Maintenir l’équilibre
Des chercheurs américains, travaillant sur ces notions de dys-régulation biologique, ont inventé le concept d’allostasie, qui se définit comme « la capacité à parvenir à la stabilité à travers (ou malgré) le changement ». Là où l’homéostasie décrit des états, et plus précisément des états en équilibre, l’allostasie définit la faculté d’un système à maintenir son ou ses équilibres face aux changements. Cette notion se rapproche de celle de « résilience » qui est en quelque sorte la capacité à résister. Autrement dit, nous devons donner à notre corps tous les moyens pour qu’il puisse résister aussi longtemps que possible aux changements, aux aléas de l’existence.
Afin de donner plus de consistance à ce concept un peu compliqué, les chercheurs ont développé le score dit allostatique qui permet de mesurer la dose de dys-régulation biologique. Il se calcule à partir de certains dosages ou mesures comme : le rapport taille/hanche, la tension artérielle, le taux du HDL cholestérol, l’hémoglobine glyquée, le cortisol, la CRP et les fonctions rénales et pulmonaires… Les chercheurs ont en effet démontré que ce score est corrélé au risque de développer des maladies et de mal vieillir. Réduire son score allostatique est donc synonyme de vieillissement réussi…
La réduction du score allostatique passe par l’apprentissage des stratégies de coping (c’est-à-dire de manières de s’ajuster aux situations difficiles) : la relaxation, la reconnaissance de ses propres limites, une bonne hygiène de vie, un régime nutritionnel adapté, l’absence de tabagisme, la pratique régulière d’une activité physique, la lutte contre l’isolement social.
Le stress oxydant, un marqueur ?

^^^^

[Activités]
**a)** Indiquez si chaque affirmation concorde avec l’extrait sur l’allostasie. Répondez par oui ou non et citez mot pour mot les termes du texte qui tranchent. (i) L’allostasie décrit des états en équilibre. (ii) La tension artérielle fait partie des mesures servant à calculer le score allostatique. (iii) La pratique régulière d’une activité physique figure parmi les stratégies de coping citées.
**b)** Recopiez mot pour mot le passage de l’extrait sur l’allostasie qui va de « Maintenir l’équilibre » jusqu’à « aléas de l’existence. » inclus.
**c)** Rédigez la suite de l’extrait sur l’allostasie à partir de l’endroit où il s’arrête.

[Liste fournie]
^^^^

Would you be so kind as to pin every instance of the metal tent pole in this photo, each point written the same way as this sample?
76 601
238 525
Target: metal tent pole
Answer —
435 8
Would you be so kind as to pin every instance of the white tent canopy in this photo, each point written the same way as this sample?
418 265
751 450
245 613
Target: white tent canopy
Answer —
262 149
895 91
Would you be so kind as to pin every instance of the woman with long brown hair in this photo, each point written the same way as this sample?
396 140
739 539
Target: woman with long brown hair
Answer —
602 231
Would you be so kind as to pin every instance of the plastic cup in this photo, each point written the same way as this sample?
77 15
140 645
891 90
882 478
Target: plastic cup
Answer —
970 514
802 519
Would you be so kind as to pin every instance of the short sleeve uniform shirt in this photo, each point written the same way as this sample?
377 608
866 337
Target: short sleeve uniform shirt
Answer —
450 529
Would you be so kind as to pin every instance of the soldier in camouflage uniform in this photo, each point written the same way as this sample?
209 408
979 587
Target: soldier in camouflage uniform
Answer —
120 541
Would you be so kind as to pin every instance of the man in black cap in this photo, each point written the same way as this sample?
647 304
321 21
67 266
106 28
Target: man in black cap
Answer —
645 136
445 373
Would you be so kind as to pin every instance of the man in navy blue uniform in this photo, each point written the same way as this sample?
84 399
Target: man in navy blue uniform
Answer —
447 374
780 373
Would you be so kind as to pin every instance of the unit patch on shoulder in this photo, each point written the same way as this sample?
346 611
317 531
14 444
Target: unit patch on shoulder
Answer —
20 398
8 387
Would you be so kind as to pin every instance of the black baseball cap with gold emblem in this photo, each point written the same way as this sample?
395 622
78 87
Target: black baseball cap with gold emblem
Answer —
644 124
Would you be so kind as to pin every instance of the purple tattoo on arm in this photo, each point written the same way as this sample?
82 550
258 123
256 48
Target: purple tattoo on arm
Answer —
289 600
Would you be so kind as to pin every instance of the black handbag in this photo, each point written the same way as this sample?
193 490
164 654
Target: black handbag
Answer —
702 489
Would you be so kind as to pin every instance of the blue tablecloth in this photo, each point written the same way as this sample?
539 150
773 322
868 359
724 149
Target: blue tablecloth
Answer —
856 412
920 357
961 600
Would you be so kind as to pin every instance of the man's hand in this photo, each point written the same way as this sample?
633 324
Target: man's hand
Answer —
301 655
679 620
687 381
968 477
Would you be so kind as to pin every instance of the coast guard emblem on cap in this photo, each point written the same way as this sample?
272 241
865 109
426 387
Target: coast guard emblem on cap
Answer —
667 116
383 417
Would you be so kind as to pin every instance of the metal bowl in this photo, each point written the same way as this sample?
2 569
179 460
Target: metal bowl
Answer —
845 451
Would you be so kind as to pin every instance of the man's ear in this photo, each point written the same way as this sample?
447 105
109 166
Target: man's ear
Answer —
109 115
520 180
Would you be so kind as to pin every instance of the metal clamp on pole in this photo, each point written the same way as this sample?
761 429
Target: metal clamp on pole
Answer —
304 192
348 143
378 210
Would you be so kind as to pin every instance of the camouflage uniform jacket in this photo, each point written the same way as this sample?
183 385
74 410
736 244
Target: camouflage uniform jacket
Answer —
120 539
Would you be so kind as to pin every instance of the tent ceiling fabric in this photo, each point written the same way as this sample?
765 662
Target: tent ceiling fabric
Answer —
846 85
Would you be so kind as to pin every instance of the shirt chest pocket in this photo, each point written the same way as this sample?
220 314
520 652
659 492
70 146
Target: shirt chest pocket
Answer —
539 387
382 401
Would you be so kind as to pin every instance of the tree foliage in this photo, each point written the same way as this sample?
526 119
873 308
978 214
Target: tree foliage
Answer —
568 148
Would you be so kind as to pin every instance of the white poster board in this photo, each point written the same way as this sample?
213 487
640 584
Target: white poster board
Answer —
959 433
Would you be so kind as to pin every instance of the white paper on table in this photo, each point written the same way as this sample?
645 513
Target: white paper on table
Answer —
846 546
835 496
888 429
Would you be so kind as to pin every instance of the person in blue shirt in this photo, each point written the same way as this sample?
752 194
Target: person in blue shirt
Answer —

^^^^

[Résultats attendus]
**a)**
(i) Non : « Là où l’homéostasie décrit des états, et plus précisément des états en équilibre, l’allostasie définit la faculté d’un système à maintenir son ou ses équilibres face aux changements. »
(ii) Oui : « Il se calcule à partir de certains dosages ou mesures comme : le rapport taille/hanche, la tension artérielle »
(iii) Oui : « la pratique régulière d’une activité physique »

**b)**
Maintenir l’équilibre
Des chercheurs américains, travaillant sur ces notions de dys-régulation biologique, ont inventé le concept d’allostasie, qui se définit comme « la capacité à parvenir à la stabilité à travers (ou malgré) le changement ». Là où l’homéostasie décrit des états, et plus précisément des états en équilibre, l’allostasie définit la faculté d’un système à maintenir son ou ses équilibres face aux changements. Cette notion se rapproche de celle de « résilience » qui est en quelque sorte la capacité à résister. Autrement dit, nous devons donner à notre corps tous les moyens pour qu’il puisse résister aussi longtemps que possible aux changements, aux aléas de l’existence.

**c)**
L’état de stress oxydant est le résultat d’une agression oxydative moins l’action de nos défenses antioxydantes. Il s’agit d’un résultat négatif sur le plan comptable, l’agression ayant été supérieure aux défenses. Cette opération laisse dans l’organisme une quantité de produits oxydés, lipides, sucres, ADN, protéines dénaturées, dont on sait qu’ils sont délétères pour la santé et qu’ils accélèrent le vieillissement. Autrement dit, le stress oxydant augmente le désordre. Le score de stress oxydatif est en quelque sorte un score de l’entropie de l’organisme… Les stratégies nutritionnelles, qu’elles soient de l’ordre du conseil ou de la supplémentation, n’ont finalement pour but que de remettre de l’ordre dans le désordre…
Or, le stress oxydant peut aussi être considéré comme la faillite d’une fonction régulatrice, la fonction Redox, qui n’est rien d’autre que l’ensemble des processus qui permettent à l’organisme de se maintenir dans un équilibre oxydation/réduction optimal. La charge allostatique sur le plan oxydatif est la somme des facteurs ou agresseurs oxydants qui en permanence éloignent notre organisme de l’équilibre Redox. L’allostasie, quant à elle, est notre capacité à parvenir à la stabilité (ou l’équilibre) Redox face aux changements (ou agresseurs oxydants).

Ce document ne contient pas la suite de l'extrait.